___ GIVEN DATA
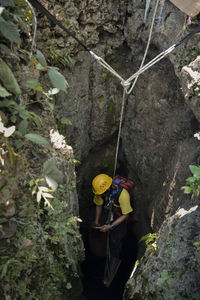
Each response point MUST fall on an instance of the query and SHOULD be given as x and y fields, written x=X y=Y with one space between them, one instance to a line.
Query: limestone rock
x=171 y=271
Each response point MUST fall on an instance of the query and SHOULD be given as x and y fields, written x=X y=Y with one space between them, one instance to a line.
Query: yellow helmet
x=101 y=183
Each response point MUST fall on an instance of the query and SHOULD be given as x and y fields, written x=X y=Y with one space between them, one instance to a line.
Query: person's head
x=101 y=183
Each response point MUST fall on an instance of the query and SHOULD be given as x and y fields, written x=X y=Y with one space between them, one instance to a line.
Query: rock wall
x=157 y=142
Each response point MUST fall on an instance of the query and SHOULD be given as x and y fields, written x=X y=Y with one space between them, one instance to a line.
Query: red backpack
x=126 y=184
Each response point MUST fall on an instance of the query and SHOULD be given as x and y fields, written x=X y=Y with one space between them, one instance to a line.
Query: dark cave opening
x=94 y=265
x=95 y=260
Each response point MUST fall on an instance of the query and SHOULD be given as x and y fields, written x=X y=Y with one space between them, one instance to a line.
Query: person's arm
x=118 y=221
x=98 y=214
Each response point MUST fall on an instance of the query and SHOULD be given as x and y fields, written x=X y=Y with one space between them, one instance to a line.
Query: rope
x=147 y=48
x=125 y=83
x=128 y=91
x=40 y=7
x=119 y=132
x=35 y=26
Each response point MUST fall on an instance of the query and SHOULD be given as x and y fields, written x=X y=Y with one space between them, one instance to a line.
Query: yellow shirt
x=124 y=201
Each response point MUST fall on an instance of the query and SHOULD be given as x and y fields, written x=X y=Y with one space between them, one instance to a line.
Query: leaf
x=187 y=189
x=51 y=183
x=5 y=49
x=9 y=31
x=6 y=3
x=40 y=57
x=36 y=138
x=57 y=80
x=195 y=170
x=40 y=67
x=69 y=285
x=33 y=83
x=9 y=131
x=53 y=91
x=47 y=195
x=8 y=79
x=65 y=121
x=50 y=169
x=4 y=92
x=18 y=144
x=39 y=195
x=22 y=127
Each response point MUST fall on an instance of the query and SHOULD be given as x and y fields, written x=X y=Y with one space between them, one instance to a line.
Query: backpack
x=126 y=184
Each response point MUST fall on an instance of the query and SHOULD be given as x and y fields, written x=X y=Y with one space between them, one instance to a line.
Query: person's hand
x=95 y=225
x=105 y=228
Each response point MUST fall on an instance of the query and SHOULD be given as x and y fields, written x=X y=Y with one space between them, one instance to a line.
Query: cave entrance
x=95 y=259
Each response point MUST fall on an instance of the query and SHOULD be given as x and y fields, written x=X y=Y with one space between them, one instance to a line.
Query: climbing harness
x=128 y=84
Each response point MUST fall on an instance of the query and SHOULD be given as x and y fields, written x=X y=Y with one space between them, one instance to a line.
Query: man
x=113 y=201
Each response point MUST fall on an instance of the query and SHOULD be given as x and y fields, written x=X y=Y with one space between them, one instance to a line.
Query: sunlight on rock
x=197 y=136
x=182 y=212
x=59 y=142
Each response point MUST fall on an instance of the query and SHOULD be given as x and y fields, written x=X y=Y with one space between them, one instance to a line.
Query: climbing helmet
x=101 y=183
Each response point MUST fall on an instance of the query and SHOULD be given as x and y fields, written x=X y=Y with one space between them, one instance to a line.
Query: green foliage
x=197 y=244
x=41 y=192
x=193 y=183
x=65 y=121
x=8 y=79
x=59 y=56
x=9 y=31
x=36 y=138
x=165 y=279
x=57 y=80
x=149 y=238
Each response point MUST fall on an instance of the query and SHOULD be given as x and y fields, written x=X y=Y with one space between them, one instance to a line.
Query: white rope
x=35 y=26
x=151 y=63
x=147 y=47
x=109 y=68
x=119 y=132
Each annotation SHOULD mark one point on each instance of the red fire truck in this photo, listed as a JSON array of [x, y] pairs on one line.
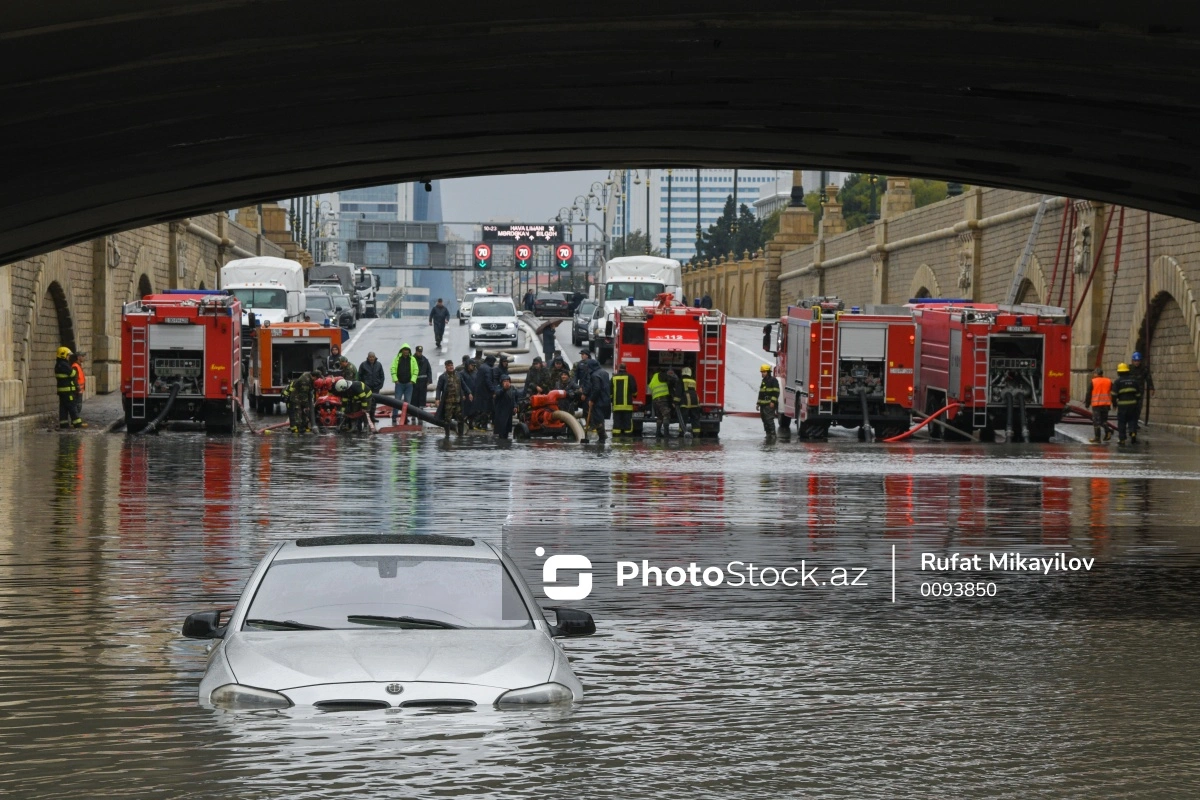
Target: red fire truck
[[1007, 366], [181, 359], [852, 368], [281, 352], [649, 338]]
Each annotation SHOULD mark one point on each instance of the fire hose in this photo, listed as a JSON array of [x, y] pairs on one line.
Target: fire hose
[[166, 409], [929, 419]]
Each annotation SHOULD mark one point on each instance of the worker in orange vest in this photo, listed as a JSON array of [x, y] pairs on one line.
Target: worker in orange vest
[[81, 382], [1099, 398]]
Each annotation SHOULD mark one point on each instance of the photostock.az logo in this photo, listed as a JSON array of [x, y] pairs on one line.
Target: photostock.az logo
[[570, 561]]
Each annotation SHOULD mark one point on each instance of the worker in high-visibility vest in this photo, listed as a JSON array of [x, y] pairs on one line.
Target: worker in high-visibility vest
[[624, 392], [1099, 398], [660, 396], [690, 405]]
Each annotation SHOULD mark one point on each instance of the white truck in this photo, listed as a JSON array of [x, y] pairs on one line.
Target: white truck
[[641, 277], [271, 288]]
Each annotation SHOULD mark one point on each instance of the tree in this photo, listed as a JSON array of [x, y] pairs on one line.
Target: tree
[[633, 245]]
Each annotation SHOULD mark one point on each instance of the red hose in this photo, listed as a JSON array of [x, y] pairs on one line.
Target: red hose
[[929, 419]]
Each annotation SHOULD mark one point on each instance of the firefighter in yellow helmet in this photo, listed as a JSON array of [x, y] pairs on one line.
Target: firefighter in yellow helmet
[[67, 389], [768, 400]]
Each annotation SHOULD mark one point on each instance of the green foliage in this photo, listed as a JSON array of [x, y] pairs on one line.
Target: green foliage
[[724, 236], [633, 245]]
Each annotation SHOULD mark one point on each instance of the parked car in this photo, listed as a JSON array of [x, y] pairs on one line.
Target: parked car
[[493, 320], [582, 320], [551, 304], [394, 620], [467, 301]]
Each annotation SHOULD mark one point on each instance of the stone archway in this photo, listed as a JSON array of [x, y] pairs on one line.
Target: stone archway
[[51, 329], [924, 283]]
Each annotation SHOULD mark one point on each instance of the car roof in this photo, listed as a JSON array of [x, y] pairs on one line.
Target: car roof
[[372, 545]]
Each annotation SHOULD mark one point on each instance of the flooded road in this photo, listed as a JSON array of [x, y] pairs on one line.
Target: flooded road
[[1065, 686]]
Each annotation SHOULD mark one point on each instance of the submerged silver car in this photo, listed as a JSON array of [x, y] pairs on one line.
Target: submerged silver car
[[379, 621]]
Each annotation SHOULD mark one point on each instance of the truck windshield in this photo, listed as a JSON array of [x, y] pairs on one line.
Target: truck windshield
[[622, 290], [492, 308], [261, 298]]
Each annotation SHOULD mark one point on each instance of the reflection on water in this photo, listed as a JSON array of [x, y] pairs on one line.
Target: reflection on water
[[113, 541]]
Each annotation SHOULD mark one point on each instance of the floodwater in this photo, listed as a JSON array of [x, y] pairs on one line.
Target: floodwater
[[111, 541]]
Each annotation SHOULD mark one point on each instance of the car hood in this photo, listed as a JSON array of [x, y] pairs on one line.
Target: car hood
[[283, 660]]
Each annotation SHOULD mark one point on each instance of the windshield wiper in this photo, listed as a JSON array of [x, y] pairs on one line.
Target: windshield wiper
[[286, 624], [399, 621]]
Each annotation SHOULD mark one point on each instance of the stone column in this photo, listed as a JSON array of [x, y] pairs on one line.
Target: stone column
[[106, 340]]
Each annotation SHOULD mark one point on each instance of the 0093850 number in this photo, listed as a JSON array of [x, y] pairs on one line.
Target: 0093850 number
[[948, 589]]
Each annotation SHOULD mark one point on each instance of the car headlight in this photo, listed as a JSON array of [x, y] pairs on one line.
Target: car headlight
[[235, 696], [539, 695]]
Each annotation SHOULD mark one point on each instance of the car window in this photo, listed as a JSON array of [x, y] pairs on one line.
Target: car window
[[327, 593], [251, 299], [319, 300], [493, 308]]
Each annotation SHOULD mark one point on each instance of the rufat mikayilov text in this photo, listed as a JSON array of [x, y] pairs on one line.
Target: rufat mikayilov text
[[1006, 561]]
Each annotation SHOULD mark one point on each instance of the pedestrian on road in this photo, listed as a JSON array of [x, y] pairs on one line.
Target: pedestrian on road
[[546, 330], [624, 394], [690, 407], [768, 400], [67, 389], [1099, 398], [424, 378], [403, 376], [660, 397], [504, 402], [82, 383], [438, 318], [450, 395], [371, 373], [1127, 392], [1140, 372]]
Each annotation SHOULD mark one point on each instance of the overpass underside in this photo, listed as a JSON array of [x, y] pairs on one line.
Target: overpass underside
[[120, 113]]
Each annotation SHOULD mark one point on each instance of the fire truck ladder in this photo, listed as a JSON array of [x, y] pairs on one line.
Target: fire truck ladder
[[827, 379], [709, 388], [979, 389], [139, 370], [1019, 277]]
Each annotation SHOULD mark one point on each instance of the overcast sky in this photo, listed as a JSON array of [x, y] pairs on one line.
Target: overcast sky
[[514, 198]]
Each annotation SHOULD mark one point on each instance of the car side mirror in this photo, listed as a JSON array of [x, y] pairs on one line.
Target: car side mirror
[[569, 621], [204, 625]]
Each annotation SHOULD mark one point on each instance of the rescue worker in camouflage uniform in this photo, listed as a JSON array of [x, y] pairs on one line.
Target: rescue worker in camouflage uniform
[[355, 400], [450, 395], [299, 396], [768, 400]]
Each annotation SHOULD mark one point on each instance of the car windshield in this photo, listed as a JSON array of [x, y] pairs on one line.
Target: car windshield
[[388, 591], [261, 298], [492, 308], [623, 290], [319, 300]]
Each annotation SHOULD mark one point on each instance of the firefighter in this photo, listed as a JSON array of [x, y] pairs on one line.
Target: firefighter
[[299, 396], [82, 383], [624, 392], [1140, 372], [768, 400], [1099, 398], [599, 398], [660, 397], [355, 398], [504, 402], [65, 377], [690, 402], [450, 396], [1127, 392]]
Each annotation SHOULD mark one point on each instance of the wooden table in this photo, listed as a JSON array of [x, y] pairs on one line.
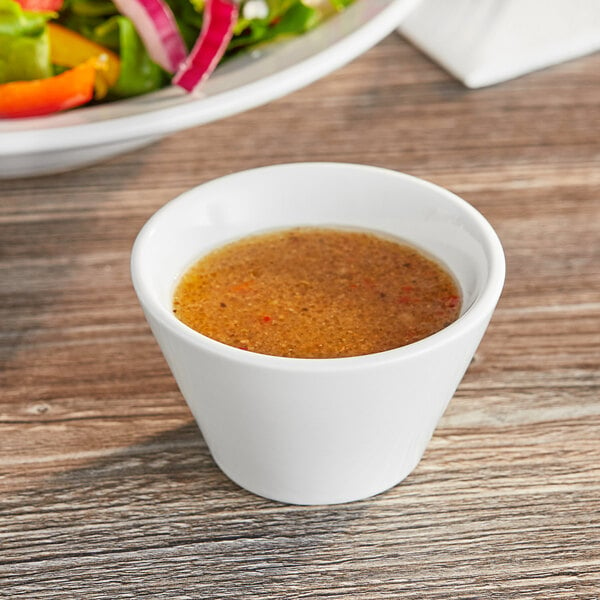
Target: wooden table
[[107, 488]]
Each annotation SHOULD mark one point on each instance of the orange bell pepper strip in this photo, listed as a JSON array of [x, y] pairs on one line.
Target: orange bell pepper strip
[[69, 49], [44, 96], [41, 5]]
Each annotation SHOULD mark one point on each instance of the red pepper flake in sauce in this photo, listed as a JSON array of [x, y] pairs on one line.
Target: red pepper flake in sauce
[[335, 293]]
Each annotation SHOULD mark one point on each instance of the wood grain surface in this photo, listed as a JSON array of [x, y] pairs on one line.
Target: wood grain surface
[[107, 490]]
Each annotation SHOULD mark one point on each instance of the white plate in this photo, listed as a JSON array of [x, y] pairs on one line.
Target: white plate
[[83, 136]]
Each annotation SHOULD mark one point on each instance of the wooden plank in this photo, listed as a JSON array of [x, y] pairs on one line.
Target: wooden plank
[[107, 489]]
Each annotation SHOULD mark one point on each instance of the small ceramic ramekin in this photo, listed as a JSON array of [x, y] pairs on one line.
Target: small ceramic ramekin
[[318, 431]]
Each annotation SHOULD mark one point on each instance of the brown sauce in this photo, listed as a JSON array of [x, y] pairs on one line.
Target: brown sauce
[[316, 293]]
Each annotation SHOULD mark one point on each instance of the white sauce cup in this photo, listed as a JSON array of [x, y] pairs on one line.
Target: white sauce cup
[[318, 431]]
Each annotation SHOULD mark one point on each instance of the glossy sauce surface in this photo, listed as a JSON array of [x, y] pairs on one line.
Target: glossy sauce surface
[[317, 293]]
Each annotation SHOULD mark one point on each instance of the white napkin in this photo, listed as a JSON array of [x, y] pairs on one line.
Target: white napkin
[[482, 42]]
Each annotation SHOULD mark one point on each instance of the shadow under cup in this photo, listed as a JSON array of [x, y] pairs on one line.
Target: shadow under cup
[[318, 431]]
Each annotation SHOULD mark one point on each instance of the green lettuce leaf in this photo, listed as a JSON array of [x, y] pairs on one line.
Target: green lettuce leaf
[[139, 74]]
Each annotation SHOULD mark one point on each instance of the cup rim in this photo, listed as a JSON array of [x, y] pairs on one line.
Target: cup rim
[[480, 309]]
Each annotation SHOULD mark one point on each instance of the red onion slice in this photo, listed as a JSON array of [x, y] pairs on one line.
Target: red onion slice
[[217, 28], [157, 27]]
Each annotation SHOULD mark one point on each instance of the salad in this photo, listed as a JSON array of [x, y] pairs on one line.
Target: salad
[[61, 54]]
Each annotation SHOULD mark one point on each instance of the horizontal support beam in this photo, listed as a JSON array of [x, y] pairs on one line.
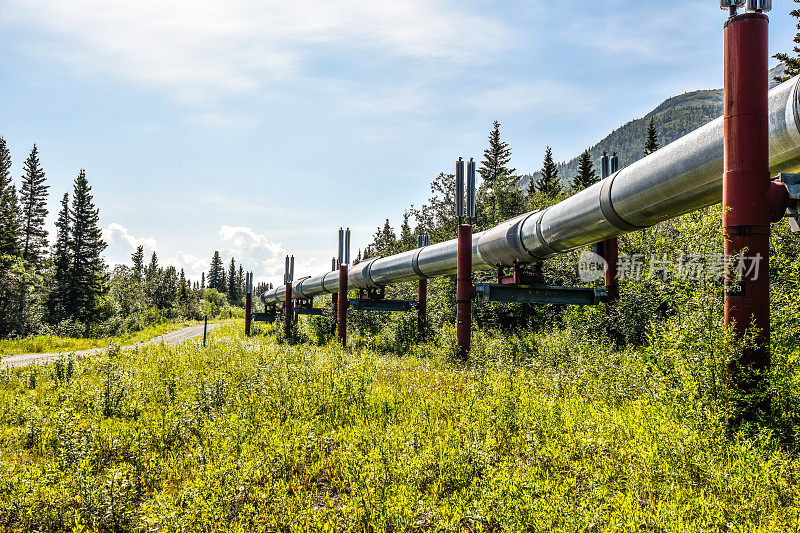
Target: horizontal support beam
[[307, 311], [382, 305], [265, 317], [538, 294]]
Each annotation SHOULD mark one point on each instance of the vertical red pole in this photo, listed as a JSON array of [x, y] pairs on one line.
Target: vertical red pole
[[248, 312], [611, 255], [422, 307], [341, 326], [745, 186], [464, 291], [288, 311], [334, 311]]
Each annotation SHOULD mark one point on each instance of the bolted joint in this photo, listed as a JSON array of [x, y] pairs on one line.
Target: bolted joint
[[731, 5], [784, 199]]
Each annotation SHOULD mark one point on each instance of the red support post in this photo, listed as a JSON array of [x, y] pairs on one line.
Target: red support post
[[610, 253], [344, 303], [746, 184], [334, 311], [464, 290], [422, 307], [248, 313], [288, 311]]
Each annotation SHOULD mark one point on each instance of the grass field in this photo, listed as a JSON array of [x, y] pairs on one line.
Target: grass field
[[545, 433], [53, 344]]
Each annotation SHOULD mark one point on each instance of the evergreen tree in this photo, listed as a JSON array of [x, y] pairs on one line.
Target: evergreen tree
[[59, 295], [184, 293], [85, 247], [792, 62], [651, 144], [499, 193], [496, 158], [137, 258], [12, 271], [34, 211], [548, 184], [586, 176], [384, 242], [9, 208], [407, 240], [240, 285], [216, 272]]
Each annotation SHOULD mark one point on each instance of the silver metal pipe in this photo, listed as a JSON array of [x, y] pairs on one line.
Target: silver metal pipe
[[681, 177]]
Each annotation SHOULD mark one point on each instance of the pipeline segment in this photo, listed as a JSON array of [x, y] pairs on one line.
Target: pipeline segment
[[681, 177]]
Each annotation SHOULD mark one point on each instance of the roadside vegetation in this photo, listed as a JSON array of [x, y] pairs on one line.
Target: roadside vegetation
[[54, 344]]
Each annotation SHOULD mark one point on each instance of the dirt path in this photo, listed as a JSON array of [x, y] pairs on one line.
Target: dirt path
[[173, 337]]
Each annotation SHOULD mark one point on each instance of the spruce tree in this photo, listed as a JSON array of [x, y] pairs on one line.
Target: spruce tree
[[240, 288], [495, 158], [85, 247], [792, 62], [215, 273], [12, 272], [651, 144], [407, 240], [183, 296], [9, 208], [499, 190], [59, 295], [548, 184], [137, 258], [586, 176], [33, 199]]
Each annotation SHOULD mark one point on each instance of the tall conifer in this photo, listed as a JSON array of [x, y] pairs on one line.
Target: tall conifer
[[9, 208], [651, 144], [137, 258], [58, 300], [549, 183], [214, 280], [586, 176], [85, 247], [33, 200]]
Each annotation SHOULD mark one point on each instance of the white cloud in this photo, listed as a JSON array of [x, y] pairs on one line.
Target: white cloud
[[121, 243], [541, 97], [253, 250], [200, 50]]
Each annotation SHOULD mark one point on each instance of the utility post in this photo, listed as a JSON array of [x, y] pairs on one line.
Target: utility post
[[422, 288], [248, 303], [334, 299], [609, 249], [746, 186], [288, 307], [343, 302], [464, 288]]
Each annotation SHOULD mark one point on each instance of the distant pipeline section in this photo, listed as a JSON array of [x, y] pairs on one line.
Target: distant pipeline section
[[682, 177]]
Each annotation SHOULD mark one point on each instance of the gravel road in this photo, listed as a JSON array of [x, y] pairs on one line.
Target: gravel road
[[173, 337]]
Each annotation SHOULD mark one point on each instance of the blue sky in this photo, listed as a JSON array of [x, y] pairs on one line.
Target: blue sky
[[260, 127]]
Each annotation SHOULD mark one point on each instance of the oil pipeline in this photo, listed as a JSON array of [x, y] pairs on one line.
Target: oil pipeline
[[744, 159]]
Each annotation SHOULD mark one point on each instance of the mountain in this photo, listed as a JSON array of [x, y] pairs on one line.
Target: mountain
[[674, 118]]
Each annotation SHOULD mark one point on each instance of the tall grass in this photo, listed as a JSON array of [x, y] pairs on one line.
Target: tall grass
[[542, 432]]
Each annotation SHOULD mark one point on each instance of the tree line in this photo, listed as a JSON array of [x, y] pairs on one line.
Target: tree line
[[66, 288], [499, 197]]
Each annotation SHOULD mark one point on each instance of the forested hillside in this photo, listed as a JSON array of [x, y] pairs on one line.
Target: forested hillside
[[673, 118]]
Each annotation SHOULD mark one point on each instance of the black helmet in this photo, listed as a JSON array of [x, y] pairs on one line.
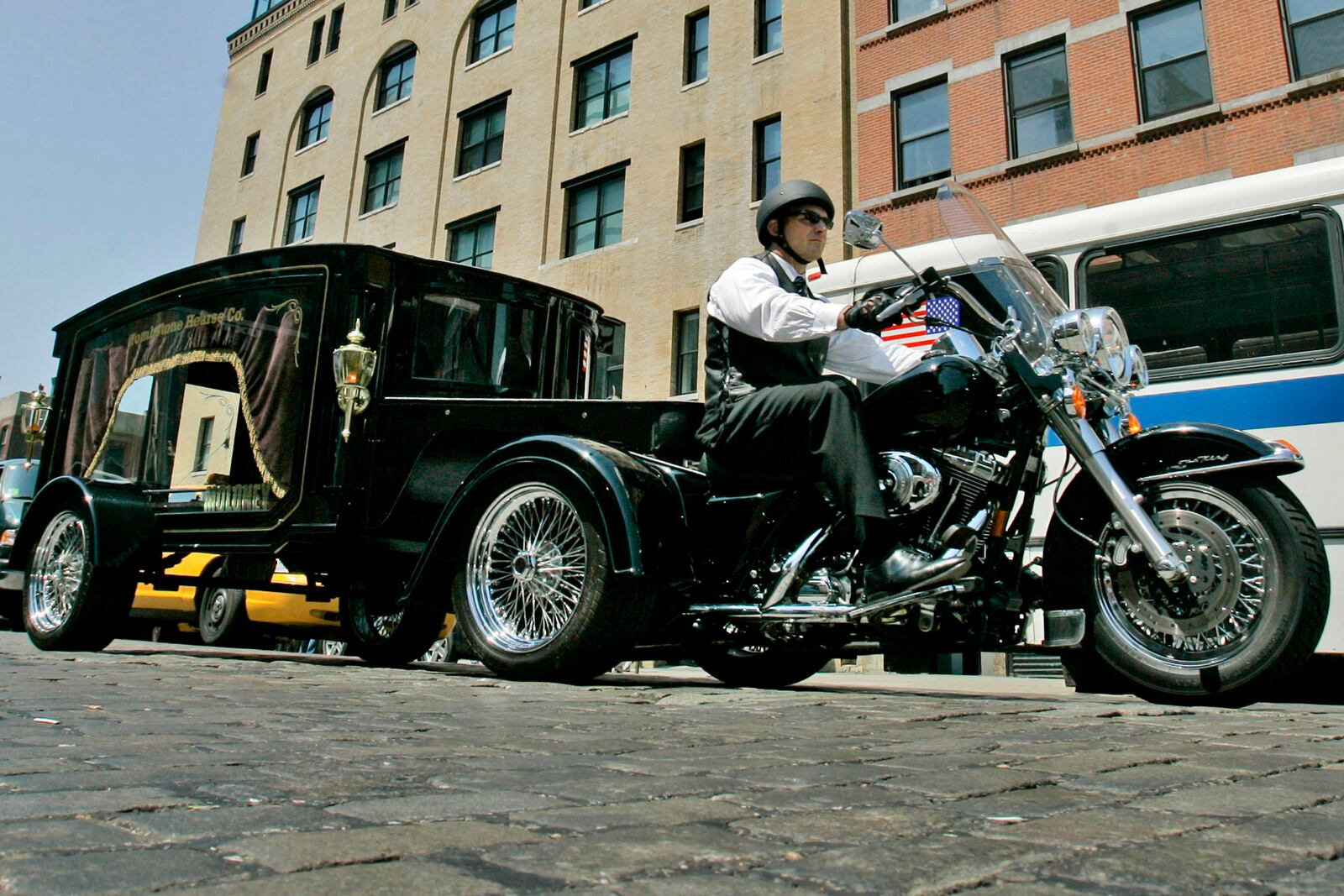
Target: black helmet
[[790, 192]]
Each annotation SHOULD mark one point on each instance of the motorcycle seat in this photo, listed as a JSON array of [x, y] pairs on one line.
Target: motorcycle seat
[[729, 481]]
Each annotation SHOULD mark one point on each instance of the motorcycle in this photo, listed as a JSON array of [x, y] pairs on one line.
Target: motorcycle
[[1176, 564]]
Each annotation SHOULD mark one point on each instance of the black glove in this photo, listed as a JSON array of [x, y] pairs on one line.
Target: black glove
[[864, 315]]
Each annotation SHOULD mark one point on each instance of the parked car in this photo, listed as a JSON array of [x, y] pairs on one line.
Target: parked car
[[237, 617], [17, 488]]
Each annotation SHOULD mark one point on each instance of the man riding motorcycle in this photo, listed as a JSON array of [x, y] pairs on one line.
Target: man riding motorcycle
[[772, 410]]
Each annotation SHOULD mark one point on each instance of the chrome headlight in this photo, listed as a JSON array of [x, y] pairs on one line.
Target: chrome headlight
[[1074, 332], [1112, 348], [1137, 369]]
______
§ TASK REQUIREMENTS
Looking back over the data above, restate word for word the lines that begin at the line with "the stone column" and end at the line with "the car headlight", inclusive.

§ TASK OUTPUT
Each annotation SHOULD mark one point on each instance of the stone column in this photo, listed as a JSON array of [x, y] pairs on one line.
Target: stone column
[[106, 340]]
Each annotation SHOULD mark one point on each instance of the 0093850 number in this photo, listed as a JSON array of [x, y] pairs on one line.
Target: 0093850 number
[[948, 589]]
Each annotation SHOULD mark one point on each instance of the car headlight in this photo, listed as a JSON array of [x, y] pairs on one line.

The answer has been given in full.